◆ YOUR GOAL
Would you write out the records below word for word, from their start up to and including the line that contains "[[0, 23, 249, 299]]", and leave the pictures out of your answer?

◆ ◆ ◆ ◆

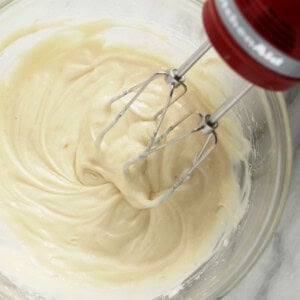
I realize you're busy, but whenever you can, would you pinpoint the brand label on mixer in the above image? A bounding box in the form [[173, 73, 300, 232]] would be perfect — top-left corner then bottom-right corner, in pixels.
[[219, 0, 283, 66], [215, 0, 300, 78]]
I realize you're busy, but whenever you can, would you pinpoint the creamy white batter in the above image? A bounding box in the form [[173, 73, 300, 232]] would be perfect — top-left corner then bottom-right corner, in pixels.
[[0, 23, 249, 299]]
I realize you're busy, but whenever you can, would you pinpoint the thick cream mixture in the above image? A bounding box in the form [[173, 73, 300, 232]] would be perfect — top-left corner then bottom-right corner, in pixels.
[[0, 23, 248, 299]]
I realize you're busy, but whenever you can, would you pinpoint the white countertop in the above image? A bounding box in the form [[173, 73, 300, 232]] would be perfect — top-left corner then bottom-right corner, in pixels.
[[223, 87, 300, 300]]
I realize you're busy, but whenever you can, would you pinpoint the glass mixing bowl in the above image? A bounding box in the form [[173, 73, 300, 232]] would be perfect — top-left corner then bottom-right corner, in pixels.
[[0, 0, 291, 299]]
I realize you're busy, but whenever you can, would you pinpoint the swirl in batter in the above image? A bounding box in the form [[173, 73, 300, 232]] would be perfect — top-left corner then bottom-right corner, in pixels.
[[0, 23, 249, 298]]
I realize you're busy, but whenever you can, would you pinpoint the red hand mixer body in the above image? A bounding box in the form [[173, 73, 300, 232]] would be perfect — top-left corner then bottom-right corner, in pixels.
[[95, 0, 300, 208], [203, 0, 300, 90]]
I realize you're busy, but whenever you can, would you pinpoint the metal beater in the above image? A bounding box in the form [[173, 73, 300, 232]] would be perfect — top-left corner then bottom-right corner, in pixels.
[[95, 0, 300, 204], [95, 40, 252, 203]]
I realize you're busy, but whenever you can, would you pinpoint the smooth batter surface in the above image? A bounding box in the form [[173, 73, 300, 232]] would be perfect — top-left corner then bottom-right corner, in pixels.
[[0, 23, 248, 299]]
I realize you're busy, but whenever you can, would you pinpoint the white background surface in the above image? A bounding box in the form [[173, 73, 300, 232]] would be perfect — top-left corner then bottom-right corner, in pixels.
[[223, 87, 300, 300]]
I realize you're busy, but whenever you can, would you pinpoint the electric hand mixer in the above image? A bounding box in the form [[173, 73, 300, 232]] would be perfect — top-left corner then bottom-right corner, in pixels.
[[96, 0, 300, 206]]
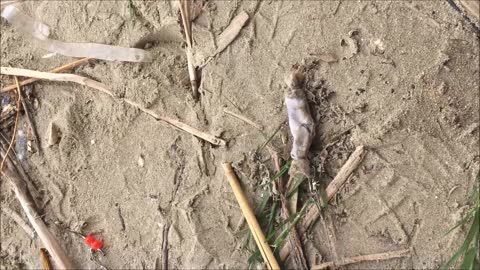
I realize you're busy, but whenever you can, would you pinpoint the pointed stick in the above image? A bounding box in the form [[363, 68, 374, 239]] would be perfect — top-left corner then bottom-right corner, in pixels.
[[0, 143, 73, 269], [179, 0, 199, 101], [222, 162, 280, 269], [312, 249, 410, 270], [0, 67, 226, 145], [0, 58, 92, 93]]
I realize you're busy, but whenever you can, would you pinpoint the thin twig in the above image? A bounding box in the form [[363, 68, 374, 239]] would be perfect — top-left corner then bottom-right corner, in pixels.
[[280, 145, 365, 260], [222, 162, 280, 269], [1, 58, 92, 92], [0, 76, 22, 172], [0, 148, 74, 269], [270, 151, 309, 269], [2, 206, 35, 239], [1, 67, 226, 145], [40, 248, 52, 270], [179, 0, 198, 100], [162, 222, 170, 270], [20, 87, 42, 153], [223, 109, 263, 130], [311, 249, 410, 270], [301, 145, 365, 233]]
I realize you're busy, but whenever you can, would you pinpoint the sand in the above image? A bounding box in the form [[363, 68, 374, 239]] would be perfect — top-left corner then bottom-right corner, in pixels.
[[0, 1, 480, 269]]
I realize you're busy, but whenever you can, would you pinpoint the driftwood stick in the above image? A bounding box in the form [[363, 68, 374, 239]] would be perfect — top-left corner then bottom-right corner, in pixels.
[[162, 222, 170, 270], [179, 0, 199, 100], [279, 145, 365, 260], [0, 148, 73, 269], [0, 76, 22, 172], [2, 206, 35, 239], [311, 249, 410, 270], [40, 248, 53, 270], [300, 145, 365, 233], [271, 151, 309, 269], [222, 162, 280, 269], [1, 67, 226, 145], [223, 109, 263, 130], [0, 58, 92, 92]]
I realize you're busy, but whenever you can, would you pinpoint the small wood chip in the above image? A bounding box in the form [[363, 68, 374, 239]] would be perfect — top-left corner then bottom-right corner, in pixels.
[[47, 122, 60, 147]]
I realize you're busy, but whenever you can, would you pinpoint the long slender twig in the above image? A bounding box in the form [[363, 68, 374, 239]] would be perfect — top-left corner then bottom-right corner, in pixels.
[[40, 248, 52, 270], [20, 87, 42, 153], [0, 76, 22, 172], [0, 148, 73, 269], [311, 249, 410, 270], [179, 0, 199, 100], [223, 109, 263, 130], [0, 58, 92, 92], [271, 151, 309, 269], [301, 145, 365, 233], [0, 67, 226, 145], [222, 162, 280, 269], [162, 222, 170, 270], [280, 145, 365, 260], [2, 206, 35, 239]]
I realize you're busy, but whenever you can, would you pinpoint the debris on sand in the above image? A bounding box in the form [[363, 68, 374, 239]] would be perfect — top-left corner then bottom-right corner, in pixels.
[[2, 5, 152, 62]]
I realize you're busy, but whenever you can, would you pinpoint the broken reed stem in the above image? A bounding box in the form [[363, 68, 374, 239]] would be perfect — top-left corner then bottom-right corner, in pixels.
[[0, 76, 22, 172], [0, 152, 73, 269], [223, 109, 263, 131], [179, 0, 198, 100], [222, 162, 280, 269], [1, 57, 92, 93], [270, 150, 309, 269], [311, 249, 410, 270], [162, 222, 170, 270], [300, 145, 365, 233], [0, 67, 226, 145], [279, 145, 365, 260], [2, 206, 35, 239]]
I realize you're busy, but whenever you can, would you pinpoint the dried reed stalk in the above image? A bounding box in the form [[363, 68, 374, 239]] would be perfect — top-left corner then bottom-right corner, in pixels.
[[0, 58, 92, 92], [0, 67, 226, 145], [178, 0, 199, 100], [279, 145, 365, 260], [222, 162, 280, 269], [311, 249, 410, 270]]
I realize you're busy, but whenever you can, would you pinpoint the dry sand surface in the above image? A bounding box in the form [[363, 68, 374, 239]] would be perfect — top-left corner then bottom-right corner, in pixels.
[[0, 0, 480, 269]]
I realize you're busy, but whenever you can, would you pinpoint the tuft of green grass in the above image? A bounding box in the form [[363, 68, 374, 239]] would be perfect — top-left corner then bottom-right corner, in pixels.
[[440, 172, 480, 270]]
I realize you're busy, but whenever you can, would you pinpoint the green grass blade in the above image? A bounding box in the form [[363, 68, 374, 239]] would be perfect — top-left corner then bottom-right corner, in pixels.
[[440, 211, 480, 269], [260, 160, 292, 188], [460, 247, 477, 270]]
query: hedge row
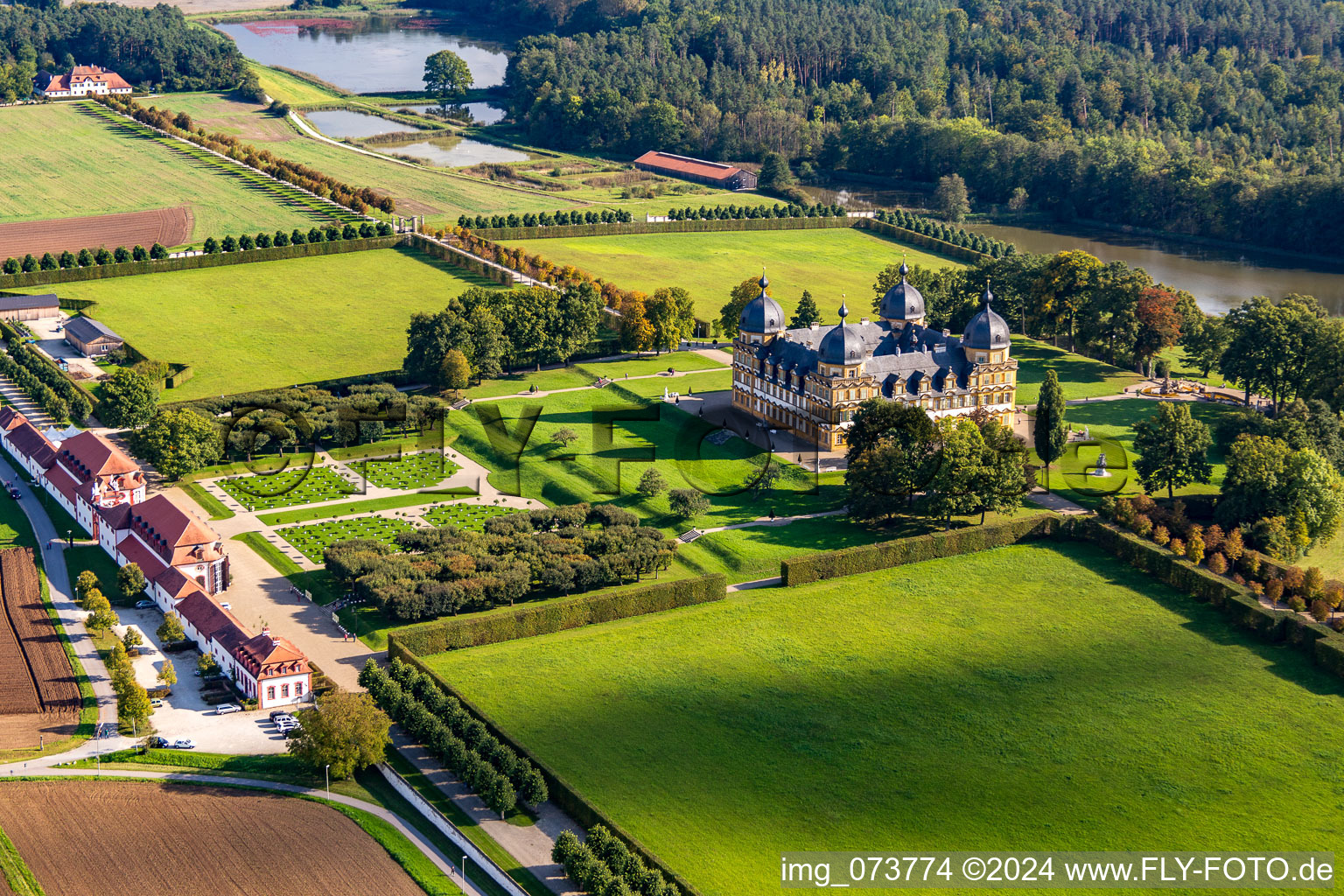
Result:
[411,234,514,286]
[359,657,550,816]
[780,513,1059,587]
[472,218,849,242]
[387,644,704,896]
[1065,517,1344,677]
[0,235,402,290]
[387,572,727,657]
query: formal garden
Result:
[215,455,358,510]
[276,516,416,563]
[346,452,462,490]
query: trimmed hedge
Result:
[780,513,1059,587]
[387,647,704,896]
[0,235,402,289]
[411,234,514,286]
[468,218,854,242]
[1065,517,1344,677]
[387,574,727,657]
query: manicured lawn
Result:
[1032,397,1238,507]
[276,516,416,563]
[17,245,500,402]
[422,504,516,532]
[216,466,355,510]
[504,228,961,324]
[430,542,1344,896]
[256,490,473,525]
[346,452,462,489]
[1012,336,1144,404]
[466,352,732,397]
[0,103,325,242]
[446,384,843,532]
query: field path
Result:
[0,457,117,724]
[0,753,486,896]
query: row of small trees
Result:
[875,208,1018,258]
[359,658,550,816]
[0,348,82,424]
[1098,494,1344,632]
[551,825,682,896]
[10,346,93,424]
[457,208,633,230]
[97,95,396,215]
[201,220,393,256]
[323,504,676,620]
[0,243,168,274]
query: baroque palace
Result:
[732,263,1018,452]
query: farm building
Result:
[32,66,132,100]
[0,406,312,710]
[634,150,757,189]
[66,317,125,357]
[0,294,60,321]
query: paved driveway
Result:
[116,601,285,753]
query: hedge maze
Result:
[346,452,462,490]
[216,466,356,510]
[276,516,416,563]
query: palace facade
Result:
[732,263,1018,452]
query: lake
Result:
[304,108,416,138]
[391,102,504,125]
[215,16,508,93]
[387,137,528,168]
[804,183,1344,314]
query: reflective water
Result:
[215,16,508,93]
[387,137,528,168]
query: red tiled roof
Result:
[130,494,219,565]
[117,535,168,579]
[0,404,28,432]
[634,150,742,180]
[60,430,140,479]
[10,421,53,458]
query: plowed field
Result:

◆ ◆ ◆ ◆

◆ SOLUTION TO THIS TASK
I realize you're busy, but whenever you can, would you pinpoint the brand label on mixer in the above image? A bounding box in the form [[173, 73, 300, 232]] would be perfect — top-left corner then bottom-right corner, in pixels.
[[219, 0, 283, 66], [215, 0, 300, 78]]
I realize you're busy, but whenever you can, would you pinpoint the creamy white batter in the above image? A bounding box in the form [[173, 73, 300, 232]] would be perfect — top-left corner then bottom-right corner, in pixels.
[[0, 23, 249, 299]]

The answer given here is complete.